Recorded information ::
------------------------------
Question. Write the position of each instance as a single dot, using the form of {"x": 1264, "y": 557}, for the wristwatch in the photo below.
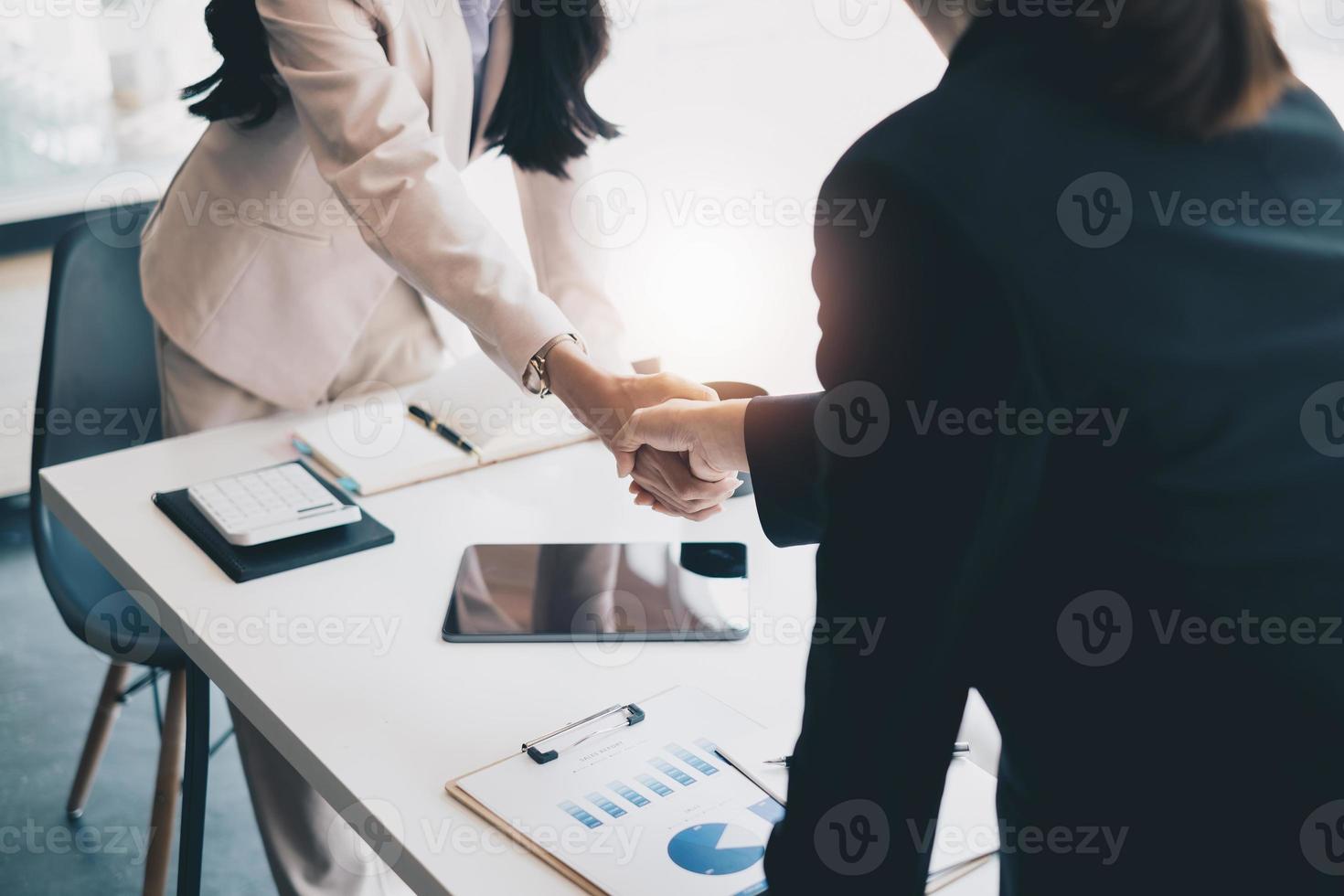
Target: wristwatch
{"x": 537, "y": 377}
------------------------------
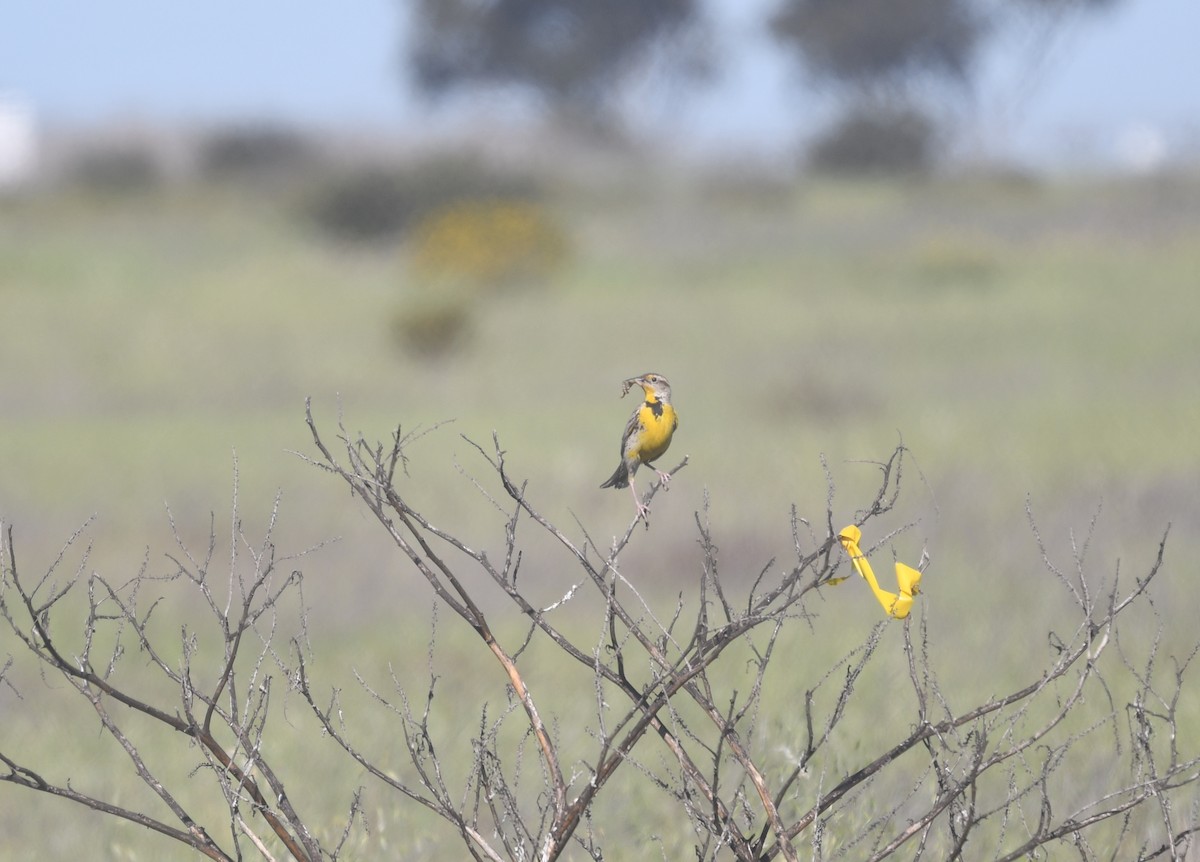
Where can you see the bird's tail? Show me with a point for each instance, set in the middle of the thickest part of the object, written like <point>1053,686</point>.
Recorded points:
------------------------------
Work to complete ::
If a line in the listing contains the string "each", copy it.

Written answer ::
Question. Write the position of each instance as a single dot, using the form of {"x": 1264, "y": 557}, for the wristwatch in the photo below.
Where can you see the bird's tail? Show me with a point for each instance, set in the middle of the thickest part of the object, written like <point>1053,686</point>.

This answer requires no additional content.